**WRITTEN INSTRUCTION**.
Reproduce the material starting at the line containing "For the evaluation set, indicate each instance of the green" and ending at the end of the material, keeping the request lines and their format samples unchanged. In the answers, multiply every point coordinate by 0.75 and round each result to a whole number, with halves rounded up.

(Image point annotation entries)
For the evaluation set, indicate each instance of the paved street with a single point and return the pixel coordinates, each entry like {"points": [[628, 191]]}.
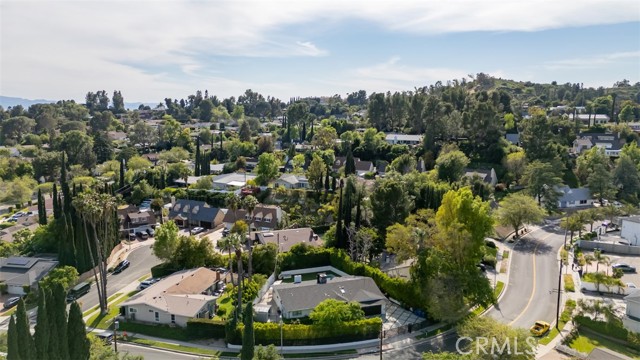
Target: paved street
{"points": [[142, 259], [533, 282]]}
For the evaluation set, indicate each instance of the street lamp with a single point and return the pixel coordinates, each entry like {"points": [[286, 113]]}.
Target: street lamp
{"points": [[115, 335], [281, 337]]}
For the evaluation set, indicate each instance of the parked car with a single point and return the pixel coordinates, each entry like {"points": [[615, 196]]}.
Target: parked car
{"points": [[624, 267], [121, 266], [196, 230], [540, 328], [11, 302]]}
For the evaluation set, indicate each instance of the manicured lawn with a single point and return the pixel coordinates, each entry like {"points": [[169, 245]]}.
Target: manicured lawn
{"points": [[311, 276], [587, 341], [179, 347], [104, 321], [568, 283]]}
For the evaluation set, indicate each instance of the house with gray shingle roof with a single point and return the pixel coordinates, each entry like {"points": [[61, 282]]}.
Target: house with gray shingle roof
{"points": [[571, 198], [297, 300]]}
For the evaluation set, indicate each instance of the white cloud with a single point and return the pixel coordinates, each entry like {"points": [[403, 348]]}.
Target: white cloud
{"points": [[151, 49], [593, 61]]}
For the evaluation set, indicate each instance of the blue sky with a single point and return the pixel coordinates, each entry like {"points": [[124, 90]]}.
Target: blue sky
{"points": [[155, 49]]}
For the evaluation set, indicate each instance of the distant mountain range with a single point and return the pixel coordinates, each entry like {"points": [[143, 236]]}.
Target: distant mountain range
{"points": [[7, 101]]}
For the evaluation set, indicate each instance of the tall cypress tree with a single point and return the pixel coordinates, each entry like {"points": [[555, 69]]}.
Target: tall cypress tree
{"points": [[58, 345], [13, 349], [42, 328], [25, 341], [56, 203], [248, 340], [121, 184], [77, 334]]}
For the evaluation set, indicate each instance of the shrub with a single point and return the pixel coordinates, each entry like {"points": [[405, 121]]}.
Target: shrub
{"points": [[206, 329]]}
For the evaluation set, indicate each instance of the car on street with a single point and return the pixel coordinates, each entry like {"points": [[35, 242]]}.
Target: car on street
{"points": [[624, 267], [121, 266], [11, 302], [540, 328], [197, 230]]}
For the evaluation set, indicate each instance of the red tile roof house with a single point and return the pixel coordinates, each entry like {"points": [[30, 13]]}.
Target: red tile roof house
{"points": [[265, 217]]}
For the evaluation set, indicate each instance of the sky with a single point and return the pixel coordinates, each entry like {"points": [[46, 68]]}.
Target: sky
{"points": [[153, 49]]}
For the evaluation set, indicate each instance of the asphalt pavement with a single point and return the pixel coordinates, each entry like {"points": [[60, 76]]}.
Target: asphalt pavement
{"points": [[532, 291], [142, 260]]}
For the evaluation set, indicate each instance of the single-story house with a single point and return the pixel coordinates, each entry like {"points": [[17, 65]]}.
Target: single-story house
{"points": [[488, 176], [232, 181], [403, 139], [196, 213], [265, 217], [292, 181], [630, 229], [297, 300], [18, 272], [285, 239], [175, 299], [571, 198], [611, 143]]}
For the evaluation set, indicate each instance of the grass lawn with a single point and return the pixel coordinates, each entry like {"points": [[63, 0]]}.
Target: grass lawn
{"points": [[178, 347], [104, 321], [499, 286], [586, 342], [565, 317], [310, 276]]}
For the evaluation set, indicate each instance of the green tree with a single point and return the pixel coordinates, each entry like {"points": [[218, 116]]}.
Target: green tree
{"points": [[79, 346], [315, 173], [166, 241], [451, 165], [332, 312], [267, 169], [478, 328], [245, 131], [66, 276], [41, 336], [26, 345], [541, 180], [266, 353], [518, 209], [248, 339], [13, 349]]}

**COMPLETE RESPONSE**.
For the evaluation set, indicate each instance of the green tree with a single point and return the pixel coordinates, each entry like {"points": [[218, 116]]}.
Target: green tree
{"points": [[59, 260], [236, 130], [125, 181], [338, 124], [249, 234], [200, 127], [359, 246], [184, 98], [50, 207], [31, 252], [20, 259], [406, 135], [200, 265], [389, 157], [186, 254], [10, 262]]}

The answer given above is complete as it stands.